Übungstext:
———

Vor 145 Jahren kamen vier Buchhändler aus Sofia wegen „Verbreitung aufrührerischer Literatur“ an den Galgen. Unmittelbar nach der Befreiung Bulgariens von der osmanischen Fremdherrschaft und der Neugründung des Landes (1878) schlug der Gründer des Verlagswesens in Bulgarien, Christo G. Danow, vor, in Erinnerung an die vier hingerichteten Bürger ein Denkmal zu errichten. In den Jahren 1889-1891 wurde an die Stelle der sogenannten „bunten Brücke“, die noch aus osmanischer Zeit stammte und wo der jüngste der 4 Buchhändler hingerichtet wurde, eine neue Brücke errichtet, die von 4 bronzenen Löwen flankiert wird, die die vier Revolutionäre symbolisieren, die für die Freiheit des Landes gestorben sind - Georgi Stoitzew, Stojan Tabakow, Nikola Kruschkin und Kiro Geoschew.
Nur wenige wissen jedoch, dass es in Wirklichkeit fünf Buchhändler waren, die von den osmanischen Behörden revolutionärer Handlungen beschuldigt und festgenommen wurden. Der fünfte „Löwe“ von Sofia ist Nikola Wardew.

———

Datenübersicht:
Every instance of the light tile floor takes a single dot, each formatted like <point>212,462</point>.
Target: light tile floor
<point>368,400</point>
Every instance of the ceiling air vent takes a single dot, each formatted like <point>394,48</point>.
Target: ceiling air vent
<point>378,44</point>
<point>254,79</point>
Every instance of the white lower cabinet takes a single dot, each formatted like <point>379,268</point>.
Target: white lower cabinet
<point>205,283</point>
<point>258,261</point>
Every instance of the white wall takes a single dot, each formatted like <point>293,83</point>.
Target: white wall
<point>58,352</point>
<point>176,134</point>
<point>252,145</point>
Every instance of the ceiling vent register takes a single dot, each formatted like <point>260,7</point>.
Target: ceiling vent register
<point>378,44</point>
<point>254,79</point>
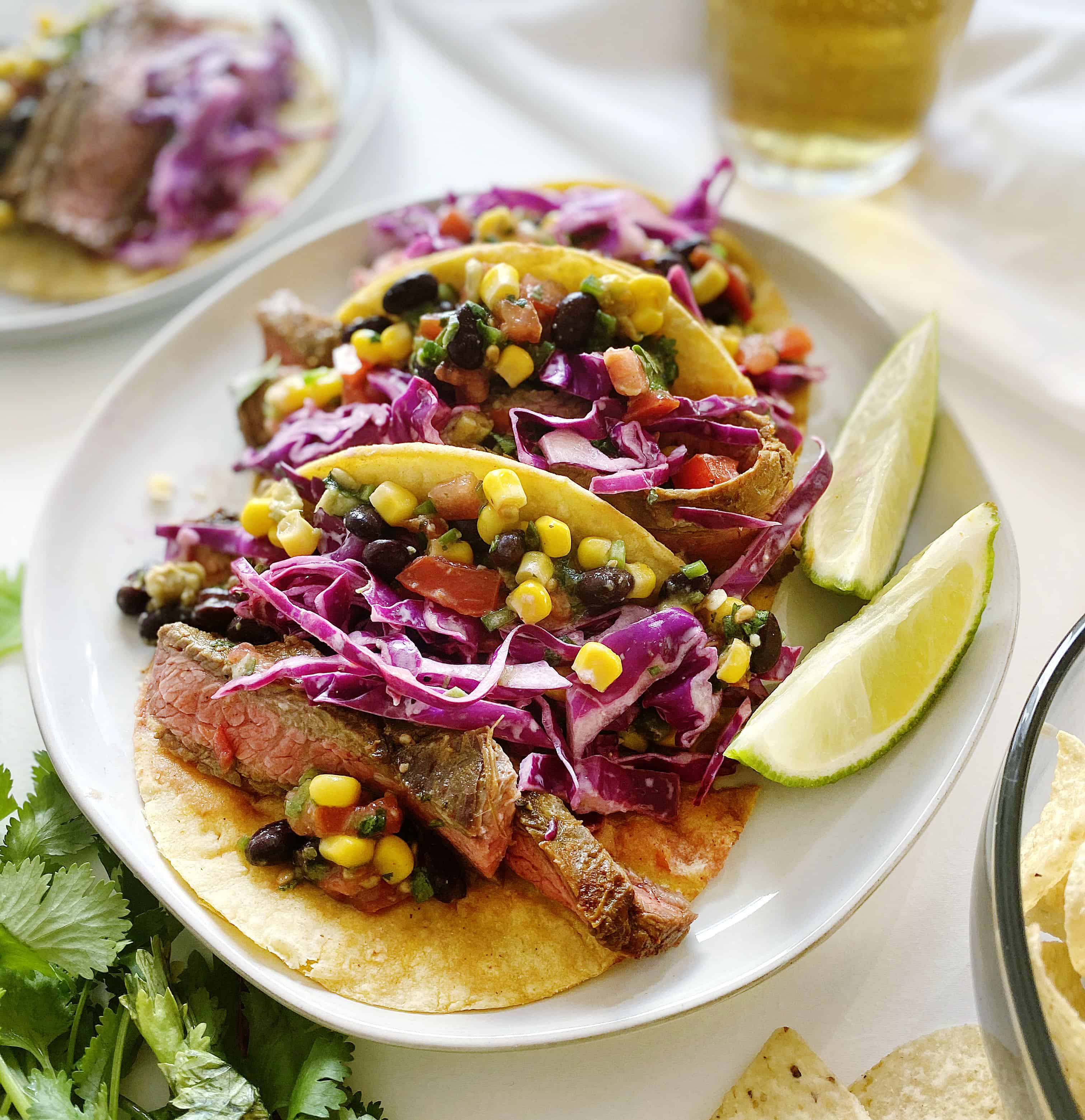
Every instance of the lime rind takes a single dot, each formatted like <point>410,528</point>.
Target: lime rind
<point>892,427</point>
<point>745,747</point>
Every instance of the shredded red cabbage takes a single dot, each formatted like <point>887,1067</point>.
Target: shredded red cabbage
<point>770,545</point>
<point>220,94</point>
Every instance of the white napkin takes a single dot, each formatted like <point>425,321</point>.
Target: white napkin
<point>989,229</point>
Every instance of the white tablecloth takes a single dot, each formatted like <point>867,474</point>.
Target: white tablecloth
<point>988,230</point>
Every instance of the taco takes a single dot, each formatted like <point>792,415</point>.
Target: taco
<point>458,742</point>
<point>554,357</point>
<point>141,141</point>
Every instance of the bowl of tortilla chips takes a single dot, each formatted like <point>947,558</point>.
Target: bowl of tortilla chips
<point>1028,907</point>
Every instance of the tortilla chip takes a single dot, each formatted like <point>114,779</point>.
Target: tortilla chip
<point>42,265</point>
<point>1052,844</point>
<point>944,1076</point>
<point>705,367</point>
<point>788,1081</point>
<point>689,853</point>
<point>421,466</point>
<point>1061,1001</point>
<point>502,946</point>
<point>1049,913</point>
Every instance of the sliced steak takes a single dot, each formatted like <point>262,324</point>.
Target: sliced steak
<point>296,333</point>
<point>458,782</point>
<point>83,166</point>
<point>626,914</point>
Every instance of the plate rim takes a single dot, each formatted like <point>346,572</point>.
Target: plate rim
<point>415,1030</point>
<point>52,320</point>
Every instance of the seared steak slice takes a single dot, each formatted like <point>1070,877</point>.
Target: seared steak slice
<point>460,782</point>
<point>296,333</point>
<point>83,167</point>
<point>628,914</point>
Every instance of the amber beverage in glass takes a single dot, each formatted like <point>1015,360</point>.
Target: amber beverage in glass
<point>828,97</point>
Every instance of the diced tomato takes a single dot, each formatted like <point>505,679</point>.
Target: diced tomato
<point>472,590</point>
<point>429,326</point>
<point>651,406</point>
<point>756,354</point>
<point>355,388</point>
<point>472,386</point>
<point>519,322</point>
<point>792,343</point>
<point>738,293</point>
<point>455,223</point>
<point>704,471</point>
<point>458,499</point>
<point>626,372</point>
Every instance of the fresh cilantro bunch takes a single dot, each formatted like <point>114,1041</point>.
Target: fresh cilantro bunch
<point>88,980</point>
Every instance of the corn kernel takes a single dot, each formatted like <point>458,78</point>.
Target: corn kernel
<point>495,224</point>
<point>643,580</point>
<point>648,321</point>
<point>506,492</point>
<point>735,662</point>
<point>531,601</point>
<point>286,396</point>
<point>597,666</point>
<point>536,566</point>
<point>323,387</point>
<point>514,366</point>
<point>256,517</point>
<point>458,551</point>
<point>349,852</point>
<point>554,536</point>
<point>297,536</point>
<point>651,291</point>
<point>368,347</point>
<point>709,282</point>
<point>393,502</point>
<point>593,551</point>
<point>491,523</point>
<point>474,272</point>
<point>502,282</point>
<point>397,342</point>
<point>336,791</point>
<point>393,860</point>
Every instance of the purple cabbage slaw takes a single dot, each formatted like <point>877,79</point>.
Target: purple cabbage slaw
<point>220,94</point>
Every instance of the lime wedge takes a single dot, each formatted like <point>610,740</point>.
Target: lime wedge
<point>854,537</point>
<point>858,692</point>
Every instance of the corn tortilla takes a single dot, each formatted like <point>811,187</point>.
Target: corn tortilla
<point>705,367</point>
<point>42,265</point>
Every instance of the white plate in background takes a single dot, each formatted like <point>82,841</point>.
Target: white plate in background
<point>342,43</point>
<point>808,858</point>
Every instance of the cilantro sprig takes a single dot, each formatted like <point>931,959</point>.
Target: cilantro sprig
<point>89,978</point>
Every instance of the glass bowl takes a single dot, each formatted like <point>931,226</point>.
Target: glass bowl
<point>1016,1035</point>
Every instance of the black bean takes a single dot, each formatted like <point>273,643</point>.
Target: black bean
<point>274,844</point>
<point>720,311</point>
<point>574,322</point>
<point>249,630</point>
<point>130,596</point>
<point>213,610</point>
<point>151,621</point>
<point>410,292</point>
<point>508,550</point>
<point>467,349</point>
<point>388,558</point>
<point>766,654</point>
<point>377,323</point>
<point>601,587</point>
<point>365,522</point>
<point>443,869</point>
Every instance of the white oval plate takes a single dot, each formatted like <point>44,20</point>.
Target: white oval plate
<point>342,42</point>
<point>808,858</point>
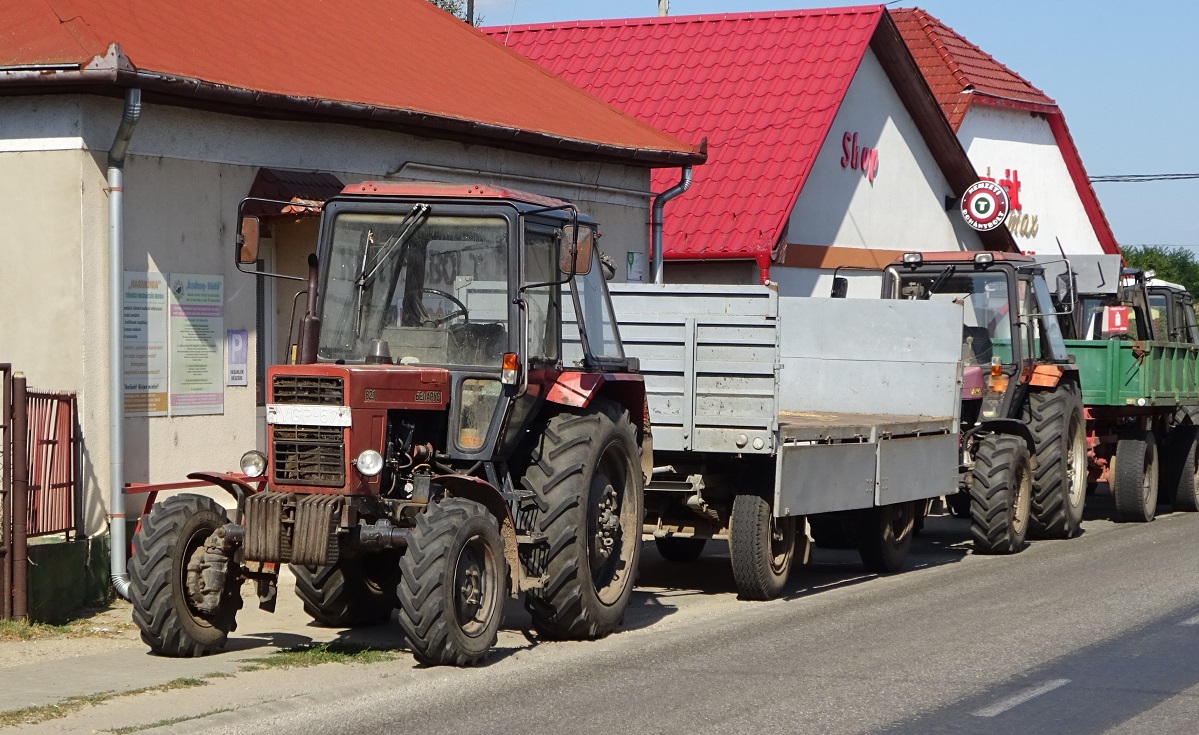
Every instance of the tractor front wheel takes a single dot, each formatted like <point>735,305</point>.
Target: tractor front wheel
<point>452,583</point>
<point>172,540</point>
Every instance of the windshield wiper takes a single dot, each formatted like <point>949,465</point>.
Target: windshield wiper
<point>411,222</point>
<point>940,279</point>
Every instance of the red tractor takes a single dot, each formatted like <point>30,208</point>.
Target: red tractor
<point>445,439</point>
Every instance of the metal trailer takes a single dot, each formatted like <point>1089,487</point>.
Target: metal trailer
<point>1140,385</point>
<point>772,411</point>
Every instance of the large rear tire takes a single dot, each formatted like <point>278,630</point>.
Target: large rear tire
<point>453,578</point>
<point>1059,481</point>
<point>172,537</point>
<point>761,548</point>
<point>585,477</point>
<point>1000,494</point>
<point>680,550</point>
<point>885,536</point>
<point>1134,476</point>
<point>1182,469</point>
<point>359,590</point>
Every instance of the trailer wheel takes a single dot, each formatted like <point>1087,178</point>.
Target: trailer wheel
<point>585,476</point>
<point>1059,481</point>
<point>680,550</point>
<point>761,548</point>
<point>170,537</point>
<point>453,578</point>
<point>360,590</point>
<point>1182,469</point>
<point>1000,494</point>
<point>1134,476</point>
<point>885,536</point>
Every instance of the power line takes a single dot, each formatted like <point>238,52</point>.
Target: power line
<point>1140,178</point>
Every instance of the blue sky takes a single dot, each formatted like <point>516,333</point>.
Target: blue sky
<point>1124,73</point>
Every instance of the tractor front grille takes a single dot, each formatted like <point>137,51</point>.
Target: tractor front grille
<point>308,389</point>
<point>309,455</point>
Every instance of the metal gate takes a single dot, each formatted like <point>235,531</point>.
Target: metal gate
<point>38,477</point>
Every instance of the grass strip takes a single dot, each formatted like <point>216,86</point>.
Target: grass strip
<point>46,712</point>
<point>312,655</point>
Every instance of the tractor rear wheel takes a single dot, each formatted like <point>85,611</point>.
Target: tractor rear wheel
<point>885,536</point>
<point>1059,481</point>
<point>1000,494</point>
<point>360,590</point>
<point>585,479</point>
<point>1134,476</point>
<point>453,578</point>
<point>680,550</point>
<point>1182,470</point>
<point>761,548</point>
<point>172,537</point>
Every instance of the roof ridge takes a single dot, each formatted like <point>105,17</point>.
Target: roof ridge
<point>988,56</point>
<point>692,18</point>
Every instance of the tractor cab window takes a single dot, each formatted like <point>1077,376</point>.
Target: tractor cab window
<point>986,302</point>
<point>432,288</point>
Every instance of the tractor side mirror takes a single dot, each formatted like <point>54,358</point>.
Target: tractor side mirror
<point>577,246</point>
<point>247,241</point>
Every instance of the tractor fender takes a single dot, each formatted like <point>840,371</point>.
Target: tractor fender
<point>1013,427</point>
<point>486,494</point>
<point>234,485</point>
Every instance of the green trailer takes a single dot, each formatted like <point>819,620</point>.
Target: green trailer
<point>1140,392</point>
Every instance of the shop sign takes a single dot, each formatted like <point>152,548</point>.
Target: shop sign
<point>856,157</point>
<point>984,205</point>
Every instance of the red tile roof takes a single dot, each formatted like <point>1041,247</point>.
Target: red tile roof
<point>959,72</point>
<point>764,88</point>
<point>398,62</point>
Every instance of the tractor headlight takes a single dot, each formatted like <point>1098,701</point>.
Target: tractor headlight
<point>369,463</point>
<point>253,463</point>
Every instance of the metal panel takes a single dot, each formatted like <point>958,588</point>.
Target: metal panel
<point>916,468</point>
<point>861,356</point>
<point>824,477</point>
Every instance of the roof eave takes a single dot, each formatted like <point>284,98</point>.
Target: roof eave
<point>114,71</point>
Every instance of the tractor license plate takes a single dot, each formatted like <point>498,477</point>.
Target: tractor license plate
<point>297,414</point>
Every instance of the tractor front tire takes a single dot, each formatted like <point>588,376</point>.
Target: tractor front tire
<point>1182,469</point>
<point>1000,494</point>
<point>359,590</point>
<point>885,536</point>
<point>680,550</point>
<point>1134,476</point>
<point>170,537</point>
<point>585,480</point>
<point>1059,481</point>
<point>453,578</point>
<point>761,548</point>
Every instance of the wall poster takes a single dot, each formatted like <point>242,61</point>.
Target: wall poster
<point>197,344</point>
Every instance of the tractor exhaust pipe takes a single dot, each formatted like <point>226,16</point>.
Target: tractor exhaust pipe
<point>660,202</point>
<point>115,378</point>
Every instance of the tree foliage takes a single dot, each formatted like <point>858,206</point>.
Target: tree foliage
<point>457,8</point>
<point>1174,264</point>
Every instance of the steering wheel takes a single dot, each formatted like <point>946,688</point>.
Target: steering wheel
<point>429,320</point>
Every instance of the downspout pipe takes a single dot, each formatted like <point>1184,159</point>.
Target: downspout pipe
<point>115,366</point>
<point>660,202</point>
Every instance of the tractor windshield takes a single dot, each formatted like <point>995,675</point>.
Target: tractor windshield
<point>433,288</point>
<point>986,301</point>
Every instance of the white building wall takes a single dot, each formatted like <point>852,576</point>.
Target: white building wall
<point>1001,142</point>
<point>902,209</point>
<point>185,174</point>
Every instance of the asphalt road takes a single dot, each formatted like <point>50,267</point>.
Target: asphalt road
<point>1095,634</point>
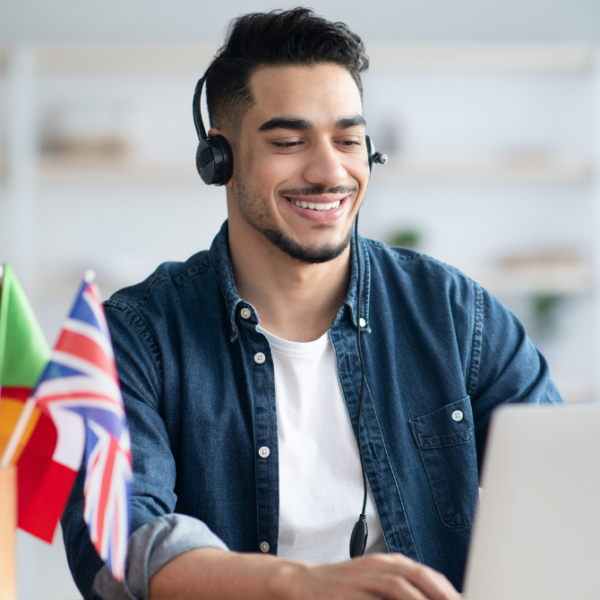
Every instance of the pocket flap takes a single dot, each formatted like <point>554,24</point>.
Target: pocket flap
<point>451,424</point>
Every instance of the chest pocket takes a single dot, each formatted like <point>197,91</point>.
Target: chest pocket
<point>446,441</point>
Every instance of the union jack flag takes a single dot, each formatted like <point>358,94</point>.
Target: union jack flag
<point>81,378</point>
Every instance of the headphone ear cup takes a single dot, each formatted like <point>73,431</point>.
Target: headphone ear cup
<point>214,160</point>
<point>370,153</point>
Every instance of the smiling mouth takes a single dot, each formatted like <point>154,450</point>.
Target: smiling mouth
<point>323,207</point>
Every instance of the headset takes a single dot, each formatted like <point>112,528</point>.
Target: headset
<point>214,162</point>
<point>214,158</point>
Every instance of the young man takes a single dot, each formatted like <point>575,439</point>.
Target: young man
<point>241,374</point>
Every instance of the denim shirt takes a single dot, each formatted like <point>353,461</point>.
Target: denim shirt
<point>200,405</point>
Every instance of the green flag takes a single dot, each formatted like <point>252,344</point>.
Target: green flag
<point>24,350</point>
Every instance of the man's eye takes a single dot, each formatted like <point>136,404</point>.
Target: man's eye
<point>287,144</point>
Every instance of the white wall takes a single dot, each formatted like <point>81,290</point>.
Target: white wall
<point>391,20</point>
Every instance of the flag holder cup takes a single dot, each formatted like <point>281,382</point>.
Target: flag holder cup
<point>8,528</point>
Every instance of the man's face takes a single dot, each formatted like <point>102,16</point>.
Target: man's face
<point>301,166</point>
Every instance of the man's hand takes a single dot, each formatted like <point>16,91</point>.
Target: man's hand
<point>217,575</point>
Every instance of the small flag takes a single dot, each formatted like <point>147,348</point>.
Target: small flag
<point>81,381</point>
<point>28,435</point>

———

Zur Aufgabe: Setze den Text über die hingerichteten Buchhändler von Sofia im Anschluss an seinen letzten Satz fort.

Lösung:
“Nikola Wardew und Stojan Tabakow sind Cousins. Sie waren Hirten, dann Teerhändler. 1864-1865 eröffneten sie gemeinsam die erste reine Buchhandlung in Sofia“, erzählt aus der Familiengeschichte Boris Wardew, direkter Nachkomme von Nikola Wardew. „Sie boten Kirchenliteratur, Bücher und verschiedene andere Druckerzeugnisse an. Die beiden jungen Männer aus dem kleinen Dorf Jakoruda (Südwestbulgarien) begeben sich auf den Weg des Wissens und der Erleuchtung.“
Innerhalb weniger Jahre eröffneten auch drei andere Buchhändler ihre Läden an den belebtesten Plätzen der zukünftigen Hauptstadt. 1870, nachdem Wassil Lewski das Sofioter Revolutionskomitee gegründet hatte, wurden sie dessen Mitglieder und begannen, Literatur zu verbreiten, die die Befreiung Bulgariens von der Fremdherrschaft propagierte. Die gefährlichen Schriften wurden in Kisten mit doppelten Boden transportiert und in geheimen Nischen versteckt. 1877, vier Jahre nach der Hinrichtung von Lewski, wurden auch die Buchhändler gefasst und zum Tode verurteilt. Nikola Wardew entkam jedoch auf wundersame Weise.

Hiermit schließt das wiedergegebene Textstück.